Task inputs »
%%
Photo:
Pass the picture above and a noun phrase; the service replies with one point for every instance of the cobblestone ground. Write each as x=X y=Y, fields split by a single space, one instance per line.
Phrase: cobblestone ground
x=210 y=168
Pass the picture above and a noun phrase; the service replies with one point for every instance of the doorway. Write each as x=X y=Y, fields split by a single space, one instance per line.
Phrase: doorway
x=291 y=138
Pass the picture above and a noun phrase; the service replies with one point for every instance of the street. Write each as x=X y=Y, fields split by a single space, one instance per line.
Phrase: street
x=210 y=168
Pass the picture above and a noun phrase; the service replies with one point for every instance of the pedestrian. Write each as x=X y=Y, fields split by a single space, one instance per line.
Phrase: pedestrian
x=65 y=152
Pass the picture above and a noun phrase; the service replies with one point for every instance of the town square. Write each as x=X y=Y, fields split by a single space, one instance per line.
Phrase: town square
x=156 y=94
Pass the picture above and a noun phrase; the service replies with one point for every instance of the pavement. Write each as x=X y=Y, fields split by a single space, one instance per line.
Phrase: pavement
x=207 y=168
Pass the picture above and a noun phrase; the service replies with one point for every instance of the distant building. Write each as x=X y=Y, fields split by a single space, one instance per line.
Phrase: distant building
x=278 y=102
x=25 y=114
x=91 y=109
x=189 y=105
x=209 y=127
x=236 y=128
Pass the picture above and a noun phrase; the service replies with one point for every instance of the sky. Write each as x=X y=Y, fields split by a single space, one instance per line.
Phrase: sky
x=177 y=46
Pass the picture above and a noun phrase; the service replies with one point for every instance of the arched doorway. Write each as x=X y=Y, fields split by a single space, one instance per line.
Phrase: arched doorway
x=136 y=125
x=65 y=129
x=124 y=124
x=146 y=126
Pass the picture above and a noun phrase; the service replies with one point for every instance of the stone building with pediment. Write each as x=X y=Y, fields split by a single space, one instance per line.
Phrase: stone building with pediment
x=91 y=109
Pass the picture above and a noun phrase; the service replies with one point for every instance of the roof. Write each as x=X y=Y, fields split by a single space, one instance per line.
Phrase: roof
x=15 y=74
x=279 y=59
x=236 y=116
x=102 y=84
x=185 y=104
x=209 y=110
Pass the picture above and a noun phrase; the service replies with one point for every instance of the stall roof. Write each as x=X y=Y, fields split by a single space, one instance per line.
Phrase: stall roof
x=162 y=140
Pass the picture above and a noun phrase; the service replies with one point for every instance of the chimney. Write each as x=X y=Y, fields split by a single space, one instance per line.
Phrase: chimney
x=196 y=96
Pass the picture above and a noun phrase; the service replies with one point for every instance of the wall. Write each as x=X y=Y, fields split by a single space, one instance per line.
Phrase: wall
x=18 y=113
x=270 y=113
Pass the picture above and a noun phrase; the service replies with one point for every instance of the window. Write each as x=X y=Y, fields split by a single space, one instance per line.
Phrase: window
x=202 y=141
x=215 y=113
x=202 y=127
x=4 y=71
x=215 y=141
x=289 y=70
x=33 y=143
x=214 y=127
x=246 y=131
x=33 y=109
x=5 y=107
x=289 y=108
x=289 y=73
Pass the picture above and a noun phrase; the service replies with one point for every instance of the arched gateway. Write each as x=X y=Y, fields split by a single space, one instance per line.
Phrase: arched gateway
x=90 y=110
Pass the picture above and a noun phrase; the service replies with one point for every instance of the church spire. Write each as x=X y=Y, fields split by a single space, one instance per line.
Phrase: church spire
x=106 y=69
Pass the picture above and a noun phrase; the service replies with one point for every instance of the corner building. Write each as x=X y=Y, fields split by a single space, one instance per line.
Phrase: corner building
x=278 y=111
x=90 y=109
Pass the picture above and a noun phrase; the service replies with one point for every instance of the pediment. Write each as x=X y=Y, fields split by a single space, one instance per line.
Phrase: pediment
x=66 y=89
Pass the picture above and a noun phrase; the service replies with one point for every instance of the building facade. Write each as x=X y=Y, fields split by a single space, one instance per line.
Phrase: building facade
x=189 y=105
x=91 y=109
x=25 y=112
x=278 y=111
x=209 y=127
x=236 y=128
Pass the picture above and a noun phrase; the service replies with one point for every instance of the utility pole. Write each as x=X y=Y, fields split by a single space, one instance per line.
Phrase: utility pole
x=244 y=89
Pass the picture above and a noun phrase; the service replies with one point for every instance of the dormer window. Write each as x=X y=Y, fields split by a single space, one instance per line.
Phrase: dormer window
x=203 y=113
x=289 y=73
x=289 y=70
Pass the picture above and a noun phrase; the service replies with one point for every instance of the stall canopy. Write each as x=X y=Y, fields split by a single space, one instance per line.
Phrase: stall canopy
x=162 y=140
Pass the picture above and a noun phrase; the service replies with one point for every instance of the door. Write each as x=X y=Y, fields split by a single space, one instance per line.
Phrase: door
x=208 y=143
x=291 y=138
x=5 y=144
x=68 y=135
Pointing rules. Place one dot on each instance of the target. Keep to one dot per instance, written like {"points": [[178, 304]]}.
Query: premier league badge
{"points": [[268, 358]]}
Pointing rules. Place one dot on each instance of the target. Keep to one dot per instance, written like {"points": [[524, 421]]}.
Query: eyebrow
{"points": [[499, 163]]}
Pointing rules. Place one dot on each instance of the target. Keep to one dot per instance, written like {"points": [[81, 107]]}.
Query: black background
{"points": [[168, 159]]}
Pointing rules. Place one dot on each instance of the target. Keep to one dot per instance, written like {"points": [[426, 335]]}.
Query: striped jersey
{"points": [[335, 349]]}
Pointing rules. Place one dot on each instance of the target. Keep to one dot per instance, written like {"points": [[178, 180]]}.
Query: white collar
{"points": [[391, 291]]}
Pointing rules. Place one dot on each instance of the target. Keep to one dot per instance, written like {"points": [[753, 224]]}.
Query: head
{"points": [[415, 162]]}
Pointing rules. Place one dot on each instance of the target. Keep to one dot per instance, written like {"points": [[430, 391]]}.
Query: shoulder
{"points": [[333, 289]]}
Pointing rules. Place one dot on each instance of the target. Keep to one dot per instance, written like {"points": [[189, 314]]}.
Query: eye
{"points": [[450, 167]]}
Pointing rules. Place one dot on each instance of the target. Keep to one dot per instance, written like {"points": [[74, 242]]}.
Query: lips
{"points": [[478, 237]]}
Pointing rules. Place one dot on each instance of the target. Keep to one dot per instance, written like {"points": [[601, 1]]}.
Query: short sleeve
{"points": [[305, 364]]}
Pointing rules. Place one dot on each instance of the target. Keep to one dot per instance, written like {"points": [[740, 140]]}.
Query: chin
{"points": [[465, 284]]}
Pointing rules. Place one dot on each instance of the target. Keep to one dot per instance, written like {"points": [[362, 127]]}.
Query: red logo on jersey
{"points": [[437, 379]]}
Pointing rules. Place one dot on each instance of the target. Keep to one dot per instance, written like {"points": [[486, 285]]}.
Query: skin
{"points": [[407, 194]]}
%%
Exercise description »
Reproduce all of the items above, swapping each occurrence of "the service" for "the endpoint" and leaving everything else unchanged.

Output of the task »
Photo:
Pass the picture above and a noun phrase; the endpoint replies with one point for every instance of the cobblestone ground. Write each as x=X y=Y, fields split by a single space, one instance per line.
Phrase: cobblestone ground
x=210 y=168
Pass the picture above and a noun phrase; the endpoint replies with one point for every instance of the doorway. Write each as x=X y=Y, fields split by a single space, one instance per line.
Phrase: doorway
x=291 y=138
Pass the picture above and a noun phrase; the endpoint replies with one point for every instance of the street. Write each as x=X y=Y, fields split by a single space, one instance per line.
Phrase: street
x=210 y=168
Pass the picture above and a noun phrase; the endpoint replies with one point for every instance of the pedestrian. Write each as x=X y=Y, fields split by a single space, one instance per line.
Phrase: pedestrian
x=65 y=152
Pass the picture above and a noun phrase; the endpoint replies with one point for every instance of the town square. Write each as x=X y=Y, fields split by a single space, one instance per line.
Phrase: town square
x=156 y=94
Pass the picture above and a noun phrase; the endpoint replies with one point for every instance of the pavement. Write each as x=X y=Y, fields split by a single space, one instance per line.
Phrase: pavement
x=207 y=168
Pass the picture above and a noun phrase; the endpoint replies with one point for every instance of the distant building. Write each as x=X y=Y, fields split by a single space, one instance per line.
Phrase: distant building
x=278 y=102
x=25 y=114
x=91 y=109
x=189 y=105
x=209 y=127
x=236 y=128
Pass the picture above and a noun phrase; the endpoint replies with one point for every instance of the sky. Write each as x=X y=Y, fields split by a single space, one instance per line.
Phrase: sky
x=177 y=46
Pass the picture above and a noun phrase; the endpoint replies with one point for every instance of the arched doorway. Write each as x=X y=Y, fields split by a single space, one instance per line.
Phrase: arched doorway
x=136 y=125
x=65 y=129
x=124 y=124
x=146 y=126
Pass the picture above and a noun phrase; the endpoint replies with one point for every instance of the stone building with pediment. Write each as x=X y=Y, fields split by a single space, one instance per line.
Phrase: stone building with pediment
x=91 y=109
Pass the picture above and a noun phrase; the endpoint replies with one point for every instance of the roof. Write each as x=X y=Y, fields split by a single space, one instance per line.
Phrase: roof
x=15 y=74
x=279 y=59
x=236 y=116
x=102 y=84
x=185 y=104
x=209 y=110
Pass the picture above and a noun phrase; the endpoint replies with one point for every instance of the stall roof. Write each as x=X y=Y, fields split by a single space, one instance per line.
Phrase: stall roof
x=162 y=140
Pass the picture above and a noun phrase; the endpoint replies with one point for every instance of the chimney. Write each as x=X y=Y, fields split by a single space, one instance per line.
Phrase: chimney
x=196 y=96
Pass the picture above and a noun phrase; the endpoint replies with one point for every instance of the wall. Write each as x=X y=Y, fields split by a single space, one instance per line.
Phrase: wall
x=18 y=113
x=270 y=113
Pass the picture above and a noun phrase; the endpoint replies with one point for every instance of the window. Write each as x=X y=Y, fields split by a single space, one instance per line.
Phrase: window
x=202 y=141
x=215 y=113
x=202 y=127
x=4 y=71
x=215 y=141
x=289 y=70
x=33 y=143
x=214 y=127
x=246 y=131
x=33 y=109
x=5 y=107
x=289 y=108
x=289 y=73
Pass the picture above and a noun phrase; the endpoint replies with one point for every instance of the arched gateway. Write each as x=X y=Y, fields split by a single space, one instance per line.
Phrase: arched gateway
x=90 y=110
Pass the picture above and a noun phrase; the endpoint replies with one point for every instance of the church spire. Write each as x=X y=Y, fields split by a single space, one instance per line.
Phrase: church spire
x=106 y=69
Pass the picture above and a noun phrase; the endpoint replies with one point for every instance of the corner building. Write each as x=X y=Y, fields split by a single space, one instance per line.
Phrase: corner building
x=278 y=111
x=90 y=109
Pass the picture above and a noun phrase; the endpoint replies with one point for every instance of the pediment. Write each as x=X y=Y, fields split by a single space, one instance per line.
Phrase: pediment
x=66 y=89
Pass the picture above and a noun phrase; the endpoint replies with one point for every instance of the building facade. Write each as x=X y=Y, fields split by a single space, one instance per line.
Phrase: building facade
x=189 y=105
x=91 y=109
x=25 y=112
x=278 y=111
x=209 y=127
x=236 y=128
Pass the picture above and a noun phrase; the endpoint replies with one point for every instance of the utility pole. Write each as x=X y=Y, fields split by a single space, one instance per line.
Phrase: utility pole
x=244 y=89
Pass the picture above and a noun phrase; the endpoint replies with one point for every instance of the dormer window. Write each as x=X y=Y, fields split by a single space, one instance per line.
Phrase: dormer window
x=203 y=113
x=289 y=73
x=289 y=70
Pass the picture above and a noun phrase; the endpoint replies with one point for every instance of the stall canopy. Write each as x=X y=Y, fields split by a single space, one instance per line.
Phrase: stall canopy
x=162 y=140
Pass the picture above and a noun phrase; the endpoint replies with one point for every instance of the door. Write each as x=X y=Y, fields split by a single space, one instance per line.
Phrase: door
x=208 y=143
x=291 y=138
x=5 y=144
x=68 y=135
Pointing rules. Place one dot on each instance of the target. Keep to one dot per instance, written like {"points": [[178, 304]]}.
Query: premier league badge
{"points": [[268, 358]]}
Pointing rules. Place one dot on each instance of the target. Keep to one dot per instance, written like {"points": [[524, 421]]}.
Query: eyebrow
{"points": [[499, 163]]}
Pointing rules. Place one dot on each instance of the target. Keep to one dot per instance, written like {"points": [[81, 107]]}.
Query: black background
{"points": [[168, 159]]}
Pointing rules. Place one dot on each instance of the target. Keep to one dot per instance, written like {"points": [[426, 335]]}.
Query: striped jersey
{"points": [[335, 349]]}
Pointing rules. Place one dot on each instance of the target. Keep to one dot per instance, written like {"points": [[178, 180]]}.
Query: white collar
{"points": [[391, 291]]}
Pointing rules. Place one dot on each instance of the target. Keep to one dot per instance, written like {"points": [[753, 224]]}.
Query: head
{"points": [[415, 162]]}
Pointing rules. Place one dot on each instance of the target. Keep to one dot per instance, written like {"points": [[430, 391]]}.
Query: shoulder
{"points": [[333, 289]]}
Pointing rules. Place one dot on each instance of the target. Keep to one dot per instance, written like {"points": [[189, 314]]}.
Query: eye
{"points": [[450, 167]]}
Pointing rules. Place one dot on each instance of the target. Keep to one dot per instance, written like {"points": [[74, 242]]}.
Query: lips
{"points": [[478, 237]]}
Pointing rules. Place one dot on each instance of the target. Keep to one dot per instance, written like {"points": [[601, 1]]}.
Query: short sleeve
{"points": [[305, 364]]}
Pointing rules. Place one dot on each instance of the target. Keep to one dot per instance, written like {"points": [[740, 140]]}.
Query: chin
{"points": [[465, 284]]}
Pointing rules. Place one dot on each instance of the target. Keep to one dot per instance, written like {"points": [[362, 127]]}.
Query: red logo on jersey
{"points": [[437, 379]]}
Pointing rules. Place one dot on each instance of the target. Keep to one dot per instance, written like {"points": [[486, 285]]}.
Query: skin
{"points": [[407, 194]]}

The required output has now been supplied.